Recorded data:
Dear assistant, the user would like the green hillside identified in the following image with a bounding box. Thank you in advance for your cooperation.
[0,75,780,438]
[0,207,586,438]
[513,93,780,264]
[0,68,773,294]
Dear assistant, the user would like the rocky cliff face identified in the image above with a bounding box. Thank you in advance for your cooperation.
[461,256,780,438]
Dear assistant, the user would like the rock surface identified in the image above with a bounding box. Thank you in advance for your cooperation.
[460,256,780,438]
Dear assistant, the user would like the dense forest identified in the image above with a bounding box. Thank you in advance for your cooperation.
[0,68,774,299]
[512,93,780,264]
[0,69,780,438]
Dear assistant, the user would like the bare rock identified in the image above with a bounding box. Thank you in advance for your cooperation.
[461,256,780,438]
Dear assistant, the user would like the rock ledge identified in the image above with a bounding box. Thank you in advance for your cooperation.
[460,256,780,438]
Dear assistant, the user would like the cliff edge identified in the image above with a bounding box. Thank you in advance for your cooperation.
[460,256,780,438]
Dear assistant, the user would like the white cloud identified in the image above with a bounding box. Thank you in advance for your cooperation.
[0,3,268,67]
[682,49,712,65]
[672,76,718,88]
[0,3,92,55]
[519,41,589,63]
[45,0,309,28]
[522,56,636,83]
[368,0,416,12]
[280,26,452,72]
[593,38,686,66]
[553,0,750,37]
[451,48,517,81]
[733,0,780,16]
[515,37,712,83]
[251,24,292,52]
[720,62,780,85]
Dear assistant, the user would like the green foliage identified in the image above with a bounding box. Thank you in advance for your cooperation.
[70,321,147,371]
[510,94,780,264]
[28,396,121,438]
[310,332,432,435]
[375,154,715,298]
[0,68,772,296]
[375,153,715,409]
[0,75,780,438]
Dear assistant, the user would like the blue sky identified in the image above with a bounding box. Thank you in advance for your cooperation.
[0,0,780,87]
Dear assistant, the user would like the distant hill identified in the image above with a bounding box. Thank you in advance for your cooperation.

To be done => Pull the lines of the recorded data from the first one through the line containing "[720,62,780,85]", both included, and reproduce them without any change.

Result below =>
Dear assistant, the user would like the green hillside identified in the following image with a bounding box. Thank you in advance for your cooperation.
[0,75,780,438]
[0,207,586,438]
[513,93,780,264]
[0,68,773,294]
Dear assistant, the user would like the rocky cliff face identified in the image above with a bounding box. Thank you in advance for your cooperation.
[461,256,780,438]
Dear assistant, the user would like the rock surface identified in the image above with a bounding box. Thank you in advance for your cooperation.
[460,256,780,438]
Dear assistant, the user would like the dense forest identified in the image above with a bounding box. Thank you in advance for your cooperation.
[0,68,774,299]
[512,93,780,264]
[0,69,780,438]
Dear assistant, the user would like the bare rock identified in the image above with a bounding box. Thank you in advance for your cooperation.
[461,256,780,438]
Dear assistant, the user would like the rock ledge identified in the image above with a bounding box. Thank you in advance for your cooperation.
[460,256,780,438]
Dear assistant, the user would like the cliff edge identified in the image above with a bounding box. Thank you in advance for your cooperation.
[460,256,780,438]
Dear assistant, the user would like the white cloud identified in the image above with a bounding box. Thank you in advance for your cooperation.
[0,3,268,67]
[682,49,712,65]
[672,76,718,88]
[0,3,92,55]
[519,41,589,63]
[45,0,309,28]
[522,56,636,83]
[368,0,416,12]
[280,26,452,72]
[593,38,686,66]
[553,0,750,37]
[451,48,517,81]
[733,0,780,16]
[515,37,712,83]
[251,24,292,52]
[720,62,780,85]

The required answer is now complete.